# [Vorliegender Auszug]
*****
Weil wir die gleiche Zielsetzung verfolgen wie das Projekt der ZEIT, wollen wir den Bericht über das erste solche Gespräch (sieh ZEIT vom 22.6.23) hier vorstellen:
Der ZEIT-Artikel berichtet vom Gespräch einer 30-jährigen Frau aus Tansania mit einer 67-jährigen Frau aus Nordnorwegen, wo gegenwärtig die Mitternachtssonne scheint.
Junaice Mollel aus Tansania ist am 11.5.1993 am Stadtrand von Arusha in einem Stall geboren und über ein Ausbildungsprogramm für Teenager aus mittellosen Familien, in der Fachrichtung Tourismus zur Hotelmanagerin in Arusha aufgestiegen.
Janicke Kernland, * 27. Juni 1966 in Park Ridge, Illinois, USA ist das Kind norwegischer Auswanderer, der Vater Berater für ein amerikanisches Metallunternehmen, die Mutter Journalistin. Janicke lebt jetzt in der Kleinstadt Mosjøen und ist Direktorin der dortigen Heimatmuseen.
*****
# [Datensatzinhalt]
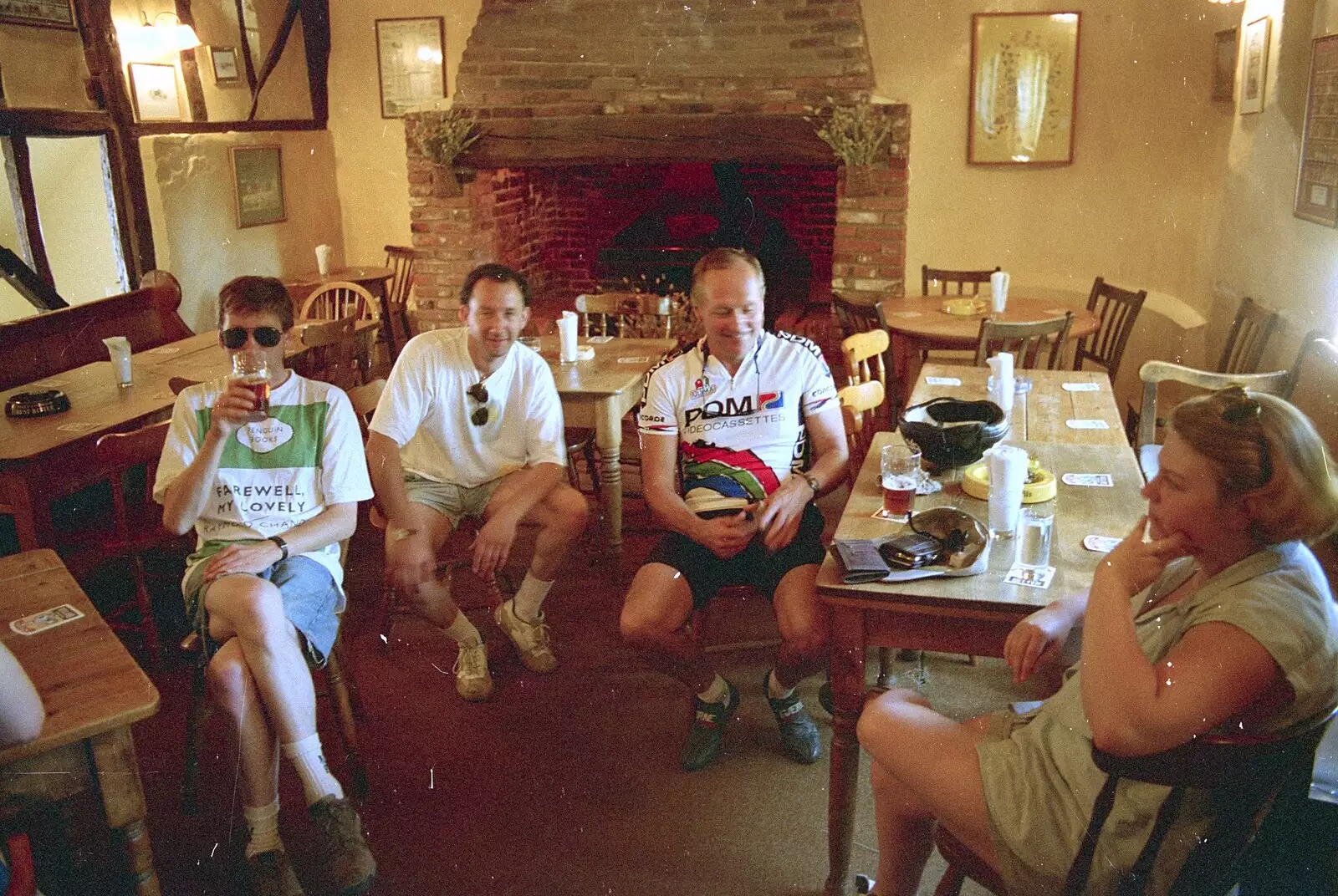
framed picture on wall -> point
(410, 64)
(154, 91)
(225, 64)
(1254, 64)
(1317, 180)
(1024, 87)
(44, 13)
(1224, 64)
(258, 185)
*****
# [Aufgaben]
1. In welcher Kleinstadt lebt Janicke Kernland laut dem Auszug über das ZEIT-Gespräch?
2. Greifen Sie den Auszug über das ZEIT-Gespräch der beiden Frauen auf, und führen Sie ihn im Anschluss an seinen letzten Satz weiter.
Die Auflistung ist eigenständiges Material und gehört nicht zum Auszug.

# [Lösungen]
1. In Mosjøen.

2.
Junaice hat ihren Geschwistern die Ausbildung finanziert, der Bruder wurde Polizist, die Schwester Lehrerin. Das hat sie durchgehalten, auch als sie während der Corona Zeit deutlich weniger verdiente, weil der Tourismus damals zusammen brach.
Möglich wurde das nur, weil sie ständig mehr als andere gearbeitet hat, um ihrer Familie zu helfen. Ihre Schulausbildung konnte dazu nur wenig beitragen. Ihre Klasse hatte 100 Schüler, der Schulweg dauerte eine Stunde hin und eine zurück. Hausaufgaben gab es keine, individuelle Förderung gar nicht. Als Leistungsantrieb hatte ihr Vater für sie Folgendes vorgesehen: Wenn sie am Ende des Halbjahres zu den zehn besten gehörte, bekam sie eine Cola und ein Stück Kuchen. Wenn sie schlechter war, gab es so viele Schläge, wie es dem Platz entsprach: 12 beim12. Platz, 13 beim 13. Als sie mit elf Jahren auf den 40. Platz kam, also 40 Schläge. Die wurden, weil sie noch jung war, auf vier Tage verteilt.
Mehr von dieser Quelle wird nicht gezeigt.